* BEGIN SOURCE RECORDS *

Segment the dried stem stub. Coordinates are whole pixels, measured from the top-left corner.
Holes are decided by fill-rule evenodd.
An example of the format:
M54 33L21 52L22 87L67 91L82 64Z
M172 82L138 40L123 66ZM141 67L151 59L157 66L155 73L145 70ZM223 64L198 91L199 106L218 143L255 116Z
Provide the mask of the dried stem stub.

* END SOURCE RECORDS *

EXERCISE DETAILS: Please update the records by replacing "dried stem stub" with "leaf stalk" wherever it occurs, leaving everything else unchanged.

THE REPLY:
Segment the leaf stalk. Coordinates are whole pixels, measured from the top-left corner.
Holes are decided by fill-rule evenodd.
An example of the format:
M54 33L21 52L22 87L67 91L82 64Z
M172 82L138 40L123 66ZM141 67L151 59L157 66L155 73L145 70ZM223 64L198 91L199 106L218 143L255 116Z
Provide the mask of the leaf stalk.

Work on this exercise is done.